start DATASET ROWS
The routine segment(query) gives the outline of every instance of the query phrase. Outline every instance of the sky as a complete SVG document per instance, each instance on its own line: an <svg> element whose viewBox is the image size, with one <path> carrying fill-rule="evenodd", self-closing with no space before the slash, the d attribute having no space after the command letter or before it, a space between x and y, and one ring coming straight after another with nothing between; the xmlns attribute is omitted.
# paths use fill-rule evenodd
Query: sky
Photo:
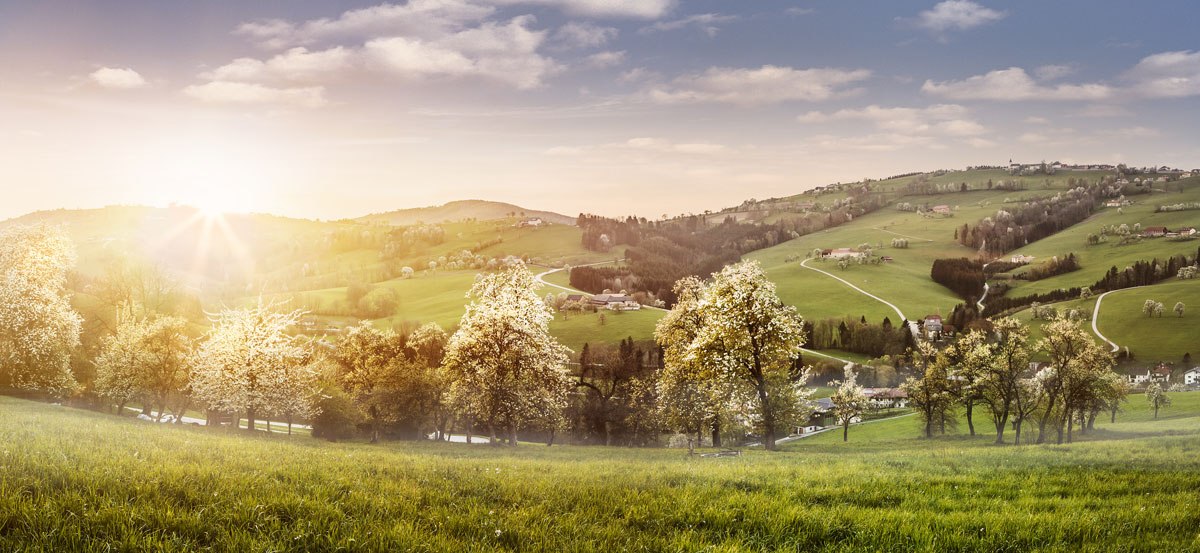
<svg viewBox="0 0 1200 553"><path fill-rule="evenodd" d="M1190 0L0 0L0 218L655 218L1009 160L1195 168L1196 20Z"/></svg>

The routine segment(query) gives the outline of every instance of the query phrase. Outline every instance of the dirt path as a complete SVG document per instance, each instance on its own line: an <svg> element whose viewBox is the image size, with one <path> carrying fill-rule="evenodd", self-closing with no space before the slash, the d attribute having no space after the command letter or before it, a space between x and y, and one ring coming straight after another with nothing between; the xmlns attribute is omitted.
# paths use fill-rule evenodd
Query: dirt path
<svg viewBox="0 0 1200 553"><path fill-rule="evenodd" d="M908 318L904 315L904 312L900 311L900 308L896 307L895 303L893 303L893 302L890 302L888 300L884 300L884 299L882 299L882 297L880 297L880 296L877 296L875 294L871 294L870 291L866 291L866 290L864 290L864 289L854 285L850 281L847 281L847 279L845 279L845 278L842 278L842 277L840 277L838 275L834 275L834 274L832 274L829 271L822 271L821 269L817 269L817 268L810 268L809 266L809 262L811 262L811 260L812 260L812 258L808 258L808 259L800 262L800 266L804 268L804 269L808 269L810 271L817 271L817 272L820 272L820 274L822 274L822 275L824 275L824 276L827 276L829 278L834 278L834 279L841 282L842 284L846 284L846 285L853 288L854 290L858 290L858 293L860 293L860 294L863 294L863 295L865 295L865 296L868 296L868 297L870 297L870 299L872 299L875 301L878 301L880 303L883 303L883 305L890 307L892 311L895 311L896 314L900 317L900 320L908 320ZM908 320L908 330L912 332L913 338L920 339L920 330L918 330L916 321Z"/></svg>
<svg viewBox="0 0 1200 553"><path fill-rule="evenodd" d="M1108 342L1109 345L1112 345L1112 353L1121 350L1121 347L1117 345L1116 342L1102 335L1099 326L1096 325L1096 323L1100 320L1100 302L1104 301L1104 296L1112 294L1114 291L1132 290L1134 288L1141 288L1141 287L1122 288L1121 290L1109 290L1105 291L1104 294L1096 296L1096 307L1092 308L1092 333L1094 333L1096 337Z"/></svg>

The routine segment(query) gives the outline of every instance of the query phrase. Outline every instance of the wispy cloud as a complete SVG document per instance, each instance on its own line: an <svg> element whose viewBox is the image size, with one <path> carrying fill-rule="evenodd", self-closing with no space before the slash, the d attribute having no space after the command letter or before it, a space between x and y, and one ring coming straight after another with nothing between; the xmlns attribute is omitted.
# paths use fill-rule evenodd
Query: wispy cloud
<svg viewBox="0 0 1200 553"><path fill-rule="evenodd" d="M697 13L695 16L688 16L682 19L673 19L670 22L659 22L649 26L642 28L638 32L649 34L655 31L676 31L679 29L686 29L689 26L695 26L703 31L708 36L716 36L722 23L730 23L738 20L737 16L722 16L720 13Z"/></svg>
<svg viewBox="0 0 1200 553"><path fill-rule="evenodd" d="M184 89L184 94L209 103L272 104L299 108L319 108L328 103L323 86L274 88L252 83L214 80L187 86Z"/></svg>
<svg viewBox="0 0 1200 553"><path fill-rule="evenodd" d="M920 90L932 96L950 100L992 100L1000 102L1026 100L1104 100L1114 94L1110 86L1096 83L1042 85L1020 67L996 70L962 80L926 80Z"/></svg>
<svg viewBox="0 0 1200 553"><path fill-rule="evenodd" d="M554 42L564 48L599 48L617 38L619 31L611 26L570 22L554 31Z"/></svg>
<svg viewBox="0 0 1200 553"><path fill-rule="evenodd" d="M1200 52L1162 52L1142 58L1124 78L1139 96L1181 98L1200 95Z"/></svg>
<svg viewBox="0 0 1200 553"><path fill-rule="evenodd" d="M998 22L1004 16L1004 12L984 7L971 0L946 0L931 10L920 12L917 16L916 24L928 31L941 34L974 29Z"/></svg>
<svg viewBox="0 0 1200 553"><path fill-rule="evenodd" d="M547 6L575 16L598 18L658 19L676 6L676 0L490 0L498 5Z"/></svg>
<svg viewBox="0 0 1200 553"><path fill-rule="evenodd" d="M647 97L658 103L730 103L737 106L780 102L818 102L854 92L847 85L868 79L868 70L797 70L764 65L758 68L710 67L702 73L653 86Z"/></svg>
<svg viewBox="0 0 1200 553"><path fill-rule="evenodd" d="M128 90L146 85L146 79L128 67L101 67L91 72L88 78L106 89Z"/></svg>

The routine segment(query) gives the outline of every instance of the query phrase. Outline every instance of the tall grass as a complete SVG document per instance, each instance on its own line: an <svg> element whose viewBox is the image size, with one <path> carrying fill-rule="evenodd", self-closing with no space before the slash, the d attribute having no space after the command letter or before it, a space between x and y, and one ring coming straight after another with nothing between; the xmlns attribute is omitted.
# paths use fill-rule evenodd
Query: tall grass
<svg viewBox="0 0 1200 553"><path fill-rule="evenodd" d="M1105 429L1146 434L1123 440L701 458L326 444L0 398L0 551L1198 551L1193 403Z"/></svg>

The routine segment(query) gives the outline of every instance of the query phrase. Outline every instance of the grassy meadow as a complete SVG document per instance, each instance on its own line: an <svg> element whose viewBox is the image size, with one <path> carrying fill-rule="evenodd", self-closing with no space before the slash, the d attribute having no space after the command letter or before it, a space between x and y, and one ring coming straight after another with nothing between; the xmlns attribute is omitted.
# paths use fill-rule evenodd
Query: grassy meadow
<svg viewBox="0 0 1200 553"><path fill-rule="evenodd" d="M1200 393L1174 398L1062 446L919 439L907 416L726 458L329 444L0 398L0 549L1200 551Z"/></svg>

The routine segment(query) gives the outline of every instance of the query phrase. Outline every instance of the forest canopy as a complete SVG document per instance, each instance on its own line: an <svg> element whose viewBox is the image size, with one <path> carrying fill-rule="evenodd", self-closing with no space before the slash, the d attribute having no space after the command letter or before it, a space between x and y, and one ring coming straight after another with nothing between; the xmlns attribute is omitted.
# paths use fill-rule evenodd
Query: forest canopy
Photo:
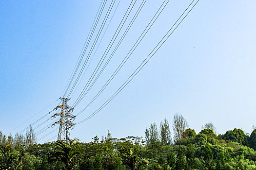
end DATASET ROWS
SET PROBLEM: Rewrite all of the items above as a Markdown table with the columns "Row" and "Line". Put a running row number under "Row" and the text of each line under "Line", leaving out blank lines and the pictures.

RESULT FOR THIS TASK:
| Row | Line |
|---|---|
| 1 | The routine segment(query) gives the outline of every instance of the query phrase. Outline every instance of the sky as a complete SVG document per instance, each instance on its own line: an <svg> element whose viewBox is the image size, with one <path> carrying fill-rule="evenodd", self-closing with no space before the slash, the d attribute having no space after the command letter or before it, a space between x and y, and one ring coming straight after another with nothing between; the xmlns attribute is omitted. |
| 2 | # paths use fill-rule evenodd |
| 3 | Query: sky |
| 4 | Photo: |
| 5 | <svg viewBox="0 0 1200 553"><path fill-rule="evenodd" d="M1190 0L0 0L0 218L655 218L1009 160L1195 168L1196 20Z"/></svg> |
| 6 | The routine segment(query) gives the outline of every instance of the query phrase. Outline every instance of the dirt path as a complete SVG document per instance, each instance on its own line: an <svg> element whose viewBox is the image size, with one <path> carrying fill-rule="evenodd", self-closing with no space before the slash, the d attribute having no space after the command letter or before it, a space between x and y, and one ring coming straight after another with nothing between; the xmlns attribute is omitted. |
| 7 | # paths use fill-rule evenodd |
| 8 | Query: dirt path |
| 9 | <svg viewBox="0 0 1200 553"><path fill-rule="evenodd" d="M908 318L904 315L904 312L900 311L900 308L896 307L895 303L893 303L893 302L890 302L888 300L884 300L884 299L882 299L882 297L880 297L880 296L877 296L875 294L871 294L870 291L866 291L866 290L864 290L864 289L854 285L850 281L847 281L847 279L845 279L845 278L842 278L842 277L840 277L838 275L834 275L834 274L832 274L829 271L822 271L821 269L817 269L817 268L810 268L809 266L809 262L811 262L811 260L812 260L812 258L808 258L808 259L800 262L800 266L804 268L804 269L808 269L810 271L817 271L817 272L820 272L820 274L822 274L822 275L824 275L824 276L827 276L829 278L834 278L834 279L841 282L842 284L846 284L846 285L853 288L854 290L858 290L858 293L860 293L860 294L863 294L863 295L865 295L865 296L868 296L868 297L870 297L870 299L872 299L875 301L878 301L880 303L883 303L883 305L890 307L892 311L895 311L896 314L900 317L900 320L908 320ZM908 320L908 330L912 332L913 338L920 339L920 330L918 330L916 321Z"/></svg> |
| 10 | <svg viewBox="0 0 1200 553"><path fill-rule="evenodd" d="M1108 342L1109 345L1112 345L1112 353L1121 350L1121 347L1117 345L1116 342L1102 335L1099 326L1096 325L1096 323L1100 320L1100 302L1104 301L1104 296L1112 294L1114 291L1132 290L1134 288L1141 288L1141 287L1122 288L1121 290L1109 290L1105 291L1104 294L1096 296L1096 307L1092 308L1092 333L1094 333L1096 337Z"/></svg> |
| 11 | The routine segment(query) gives the outline of every instance of the query phrase. Outline every instance of the wispy cloud as a complete SVG document per instance, each instance on its own line: an <svg> element whose viewBox is the image size, with one <path> carrying fill-rule="evenodd", self-closing with no space before the slash, the d attribute having no space after the command letter or before it, a space between x and y, and one ring coming straight after another with nothing between; the xmlns attribute is omitted. |
| 12 | # paths use fill-rule evenodd |
| 13 | Query: wispy cloud |
| 14 | <svg viewBox="0 0 1200 553"><path fill-rule="evenodd" d="M697 13L695 16L688 16L682 19L673 19L670 22L659 22L649 26L642 28L638 32L649 34L655 31L676 31L679 29L686 29L689 26L695 26L703 31L708 36L716 36L722 23L730 23L738 20L737 16L722 16L720 13Z"/></svg> |
| 15 | <svg viewBox="0 0 1200 553"><path fill-rule="evenodd" d="M184 89L184 94L209 103L272 104L299 108L319 108L328 103L323 86L274 88L252 83L214 80L187 86Z"/></svg> |
| 16 | <svg viewBox="0 0 1200 553"><path fill-rule="evenodd" d="M920 90L932 96L950 100L992 100L1000 102L1026 100L1104 100L1114 94L1110 86L1096 83L1042 85L1020 67L996 70L962 80L926 80Z"/></svg> |
| 17 | <svg viewBox="0 0 1200 553"><path fill-rule="evenodd" d="M554 42L564 48L599 48L617 38L619 31L611 26L570 22L554 31Z"/></svg> |
| 18 | <svg viewBox="0 0 1200 553"><path fill-rule="evenodd" d="M1200 52L1162 52L1142 58L1124 78L1139 96L1181 98L1200 95Z"/></svg> |
| 19 | <svg viewBox="0 0 1200 553"><path fill-rule="evenodd" d="M998 22L1004 16L1004 12L984 7L971 0L946 0L931 10L920 12L917 16L916 24L928 31L941 34L974 29Z"/></svg> |
| 20 | <svg viewBox="0 0 1200 553"><path fill-rule="evenodd" d="M547 6L575 16L598 18L658 19L676 6L676 0L490 0L498 5Z"/></svg> |
| 21 | <svg viewBox="0 0 1200 553"><path fill-rule="evenodd" d="M647 97L658 103L730 103L737 106L780 102L818 102L854 92L847 85L868 79L868 70L797 70L764 65L758 68L710 67L702 73L653 86Z"/></svg> |
| 22 | <svg viewBox="0 0 1200 553"><path fill-rule="evenodd" d="M128 90L146 85L146 79L128 67L101 67L91 72L88 78L106 89Z"/></svg> |
| 23 | The routine segment(query) gives the outline of every instance of the query phrase. Outline every instance of the tall grass as a complete SVG document per instance, each instance on its own line: an <svg> element whose viewBox is the image size, with one <path> carrying fill-rule="evenodd", self-closing with no space before the slash, the d attribute having no space after the command letter or before it, a space between x and y, and one ring coming straight after another with nothing between; the xmlns attribute is omitted. |
| 24 | # paths use fill-rule evenodd |
| 25 | Query: tall grass |
| 26 | <svg viewBox="0 0 1200 553"><path fill-rule="evenodd" d="M1105 429L1146 434L1123 440L701 458L326 444L0 398L0 551L1198 551L1193 403Z"/></svg> |
| 27 | The routine segment(query) gives the outline of every instance of the query phrase. Outline every instance of the grassy meadow as a complete SVG document per instance, each instance on its own line: an <svg> element whose viewBox is the image size, with one <path> carrying fill-rule="evenodd", self-closing with no space before the slash, the d attribute having no space after the command letter or before it, a space between x and y, and one ring coming straight after another with nothing between; the xmlns attribute is omitted. |
| 28 | # paths use fill-rule evenodd |
| 29 | Query: grassy meadow |
| 30 | <svg viewBox="0 0 1200 553"><path fill-rule="evenodd" d="M1200 393L1174 398L1062 446L919 439L907 416L726 458L329 444L0 398L0 549L1200 551Z"/></svg> |
| 31 | The routine segment(query) gives the outline of every instance of the query phrase. Outline every instance of the forest canopy as a complete SVG document per instance, each instance on its own line: an <svg> element whose viewBox is the image size, with one <path> carrying fill-rule="evenodd", self-closing with no space before the slash, the d attribute having no space after the command letter or before it, a space between x and y, and one ring coming straight after another with nothing between; the xmlns attribute is omitted. |
| 32 | # paths use fill-rule evenodd |
| 33 | Query: forest canopy |
| 34 | Photo: |